Source data ->
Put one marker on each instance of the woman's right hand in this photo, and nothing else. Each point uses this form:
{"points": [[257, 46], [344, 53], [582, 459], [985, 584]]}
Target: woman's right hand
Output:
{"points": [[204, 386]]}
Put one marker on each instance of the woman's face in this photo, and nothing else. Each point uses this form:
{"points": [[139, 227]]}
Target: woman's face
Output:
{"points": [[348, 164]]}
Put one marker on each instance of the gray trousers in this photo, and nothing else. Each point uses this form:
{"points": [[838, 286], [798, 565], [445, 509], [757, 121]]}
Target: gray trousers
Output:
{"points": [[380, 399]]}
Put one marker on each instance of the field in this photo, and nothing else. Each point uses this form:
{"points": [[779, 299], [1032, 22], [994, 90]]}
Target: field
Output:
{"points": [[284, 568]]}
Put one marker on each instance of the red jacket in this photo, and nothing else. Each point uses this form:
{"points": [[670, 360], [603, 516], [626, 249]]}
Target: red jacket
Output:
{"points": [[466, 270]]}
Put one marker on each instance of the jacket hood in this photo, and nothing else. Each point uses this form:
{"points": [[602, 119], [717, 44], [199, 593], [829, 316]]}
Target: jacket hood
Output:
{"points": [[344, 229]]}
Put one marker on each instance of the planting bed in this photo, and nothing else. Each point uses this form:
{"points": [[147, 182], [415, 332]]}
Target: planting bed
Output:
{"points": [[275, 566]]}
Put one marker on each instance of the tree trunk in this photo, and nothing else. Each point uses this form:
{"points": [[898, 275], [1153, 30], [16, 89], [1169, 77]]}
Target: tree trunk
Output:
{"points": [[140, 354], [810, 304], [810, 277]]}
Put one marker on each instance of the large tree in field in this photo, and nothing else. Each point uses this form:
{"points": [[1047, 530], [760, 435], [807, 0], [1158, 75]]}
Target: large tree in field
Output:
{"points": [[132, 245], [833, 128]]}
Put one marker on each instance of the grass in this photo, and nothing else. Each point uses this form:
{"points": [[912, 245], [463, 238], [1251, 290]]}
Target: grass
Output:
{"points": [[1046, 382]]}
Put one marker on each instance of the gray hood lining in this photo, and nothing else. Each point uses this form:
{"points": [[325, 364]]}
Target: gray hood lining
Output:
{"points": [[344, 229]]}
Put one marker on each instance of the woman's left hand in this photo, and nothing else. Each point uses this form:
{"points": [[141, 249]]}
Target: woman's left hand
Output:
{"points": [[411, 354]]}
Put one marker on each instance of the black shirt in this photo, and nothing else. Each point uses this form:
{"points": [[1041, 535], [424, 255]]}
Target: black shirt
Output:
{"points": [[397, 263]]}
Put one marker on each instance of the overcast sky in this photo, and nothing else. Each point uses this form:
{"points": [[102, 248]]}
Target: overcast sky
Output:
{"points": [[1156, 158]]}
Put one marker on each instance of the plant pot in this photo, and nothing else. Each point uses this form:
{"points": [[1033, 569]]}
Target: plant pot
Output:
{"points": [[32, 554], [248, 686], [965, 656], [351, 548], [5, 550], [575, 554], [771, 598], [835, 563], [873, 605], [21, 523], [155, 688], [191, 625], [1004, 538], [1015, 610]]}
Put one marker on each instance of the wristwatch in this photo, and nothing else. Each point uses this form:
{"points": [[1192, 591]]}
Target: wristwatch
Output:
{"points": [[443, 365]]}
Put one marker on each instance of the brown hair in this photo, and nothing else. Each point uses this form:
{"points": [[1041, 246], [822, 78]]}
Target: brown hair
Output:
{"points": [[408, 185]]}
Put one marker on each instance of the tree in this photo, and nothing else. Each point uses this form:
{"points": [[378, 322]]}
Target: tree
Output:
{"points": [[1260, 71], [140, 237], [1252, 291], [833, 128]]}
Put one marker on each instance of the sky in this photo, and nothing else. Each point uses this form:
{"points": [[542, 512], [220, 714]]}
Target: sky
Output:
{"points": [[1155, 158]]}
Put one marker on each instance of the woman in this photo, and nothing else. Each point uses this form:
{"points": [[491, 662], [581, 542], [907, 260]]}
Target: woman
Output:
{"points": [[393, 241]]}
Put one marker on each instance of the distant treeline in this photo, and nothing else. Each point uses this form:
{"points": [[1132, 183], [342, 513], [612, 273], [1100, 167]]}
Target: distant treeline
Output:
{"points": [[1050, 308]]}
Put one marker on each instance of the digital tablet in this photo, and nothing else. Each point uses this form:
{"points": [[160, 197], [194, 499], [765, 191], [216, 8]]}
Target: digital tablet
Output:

What is required -> Your job is to print exactly the lines that run from the top of the entries through the line with "Put one marker on each instance of the gray trousers", and no others.

Your solution ->
Put one marker on each instance of the woman's right hand in this photo, and nothing else. Each point uses this form:
{"points": [[257, 46], [344, 53], [582, 459], [985, 584]]}
Target: woman's right hand
Output:
{"points": [[204, 386]]}
Put one marker on each instance of the woman's face in this photo, and nothing else. Each point uses this form:
{"points": [[139, 227]]}
Target: woman's face
Output:
{"points": [[348, 164]]}
Put one marker on each instance of the gray trousers in this photo, and nothing else. Each point uses this form:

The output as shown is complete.